> **The data**
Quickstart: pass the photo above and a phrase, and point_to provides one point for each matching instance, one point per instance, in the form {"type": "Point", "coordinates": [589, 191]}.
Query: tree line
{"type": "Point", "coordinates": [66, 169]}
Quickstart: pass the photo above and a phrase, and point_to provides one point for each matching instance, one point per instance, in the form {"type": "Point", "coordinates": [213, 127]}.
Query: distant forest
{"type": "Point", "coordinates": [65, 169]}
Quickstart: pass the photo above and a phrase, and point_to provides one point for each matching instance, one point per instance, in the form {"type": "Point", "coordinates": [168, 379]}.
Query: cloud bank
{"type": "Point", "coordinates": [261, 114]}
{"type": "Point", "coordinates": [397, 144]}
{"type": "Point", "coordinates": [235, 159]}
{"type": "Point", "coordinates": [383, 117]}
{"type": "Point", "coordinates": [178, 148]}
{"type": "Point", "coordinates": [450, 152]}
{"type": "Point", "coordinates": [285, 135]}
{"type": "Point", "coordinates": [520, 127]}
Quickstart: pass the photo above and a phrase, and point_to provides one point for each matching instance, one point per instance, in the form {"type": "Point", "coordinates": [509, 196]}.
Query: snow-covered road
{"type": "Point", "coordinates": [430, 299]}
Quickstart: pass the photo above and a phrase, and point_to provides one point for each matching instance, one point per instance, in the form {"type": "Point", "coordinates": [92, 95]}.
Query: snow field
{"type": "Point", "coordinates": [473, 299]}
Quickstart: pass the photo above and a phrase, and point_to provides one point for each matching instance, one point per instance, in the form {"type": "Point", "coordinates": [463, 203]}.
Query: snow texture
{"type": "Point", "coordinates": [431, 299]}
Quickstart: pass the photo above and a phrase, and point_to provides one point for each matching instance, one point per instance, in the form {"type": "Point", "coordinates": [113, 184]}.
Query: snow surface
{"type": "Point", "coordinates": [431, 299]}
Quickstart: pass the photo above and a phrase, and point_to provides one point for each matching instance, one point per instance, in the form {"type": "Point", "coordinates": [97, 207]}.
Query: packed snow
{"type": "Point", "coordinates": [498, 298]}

> **What you should do**
Write the records out in full, exactly as they read above.

> **Finished task**
Quickstart: pass the photo above and a phrase, and point_to provides one point for each matching instance, one point per instance, in the form {"type": "Point", "coordinates": [589, 191]}.
Query: tree line
{"type": "Point", "coordinates": [66, 169]}
Quickstart: pass the photo above and a phrase, and point_to provides one point for each matching instance, one point per instance, in the form {"type": "Point", "coordinates": [213, 127]}.
Query: distant forest
{"type": "Point", "coordinates": [65, 169]}
Quickstart: pass the photo above and a phrase, and point_to provides one point for each matching instance, one point per instance, in the form {"type": "Point", "coordinates": [168, 379]}.
Query: cloud bank
{"type": "Point", "coordinates": [261, 114]}
{"type": "Point", "coordinates": [397, 144]}
{"type": "Point", "coordinates": [235, 159]}
{"type": "Point", "coordinates": [383, 117]}
{"type": "Point", "coordinates": [178, 148]}
{"type": "Point", "coordinates": [450, 152]}
{"type": "Point", "coordinates": [285, 135]}
{"type": "Point", "coordinates": [520, 127]}
Quickstart: pass the photo above and a phrase, and point_to provides one point for each matching instance, one point per instance, in the form {"type": "Point", "coordinates": [509, 196]}.
Query: snow-covered road
{"type": "Point", "coordinates": [430, 299]}
Quickstart: pass the photo above and a phrase, and point_to provides one point for each matching instance, one point per instance, in the form {"type": "Point", "coordinates": [92, 95]}.
Query: snow field
{"type": "Point", "coordinates": [473, 299]}
Quickstart: pass the photo above and a phrase, and point_to provides one point for each matching instance, one point per instance, in the form {"type": "Point", "coordinates": [463, 203]}.
Query: snow texture
{"type": "Point", "coordinates": [431, 299]}
Quickstart: pass the photo above and a phrase, and point_to provides one point for each matching instance, one point per instance, in the form {"type": "Point", "coordinates": [113, 184]}.
Query: snow surface
{"type": "Point", "coordinates": [431, 299]}
Quickstart: pass the photo above and a phrase, and point_to provides one point for each matching instance, one point per instance, in the form {"type": "Point", "coordinates": [97, 207]}.
Query: packed snow
{"type": "Point", "coordinates": [498, 298]}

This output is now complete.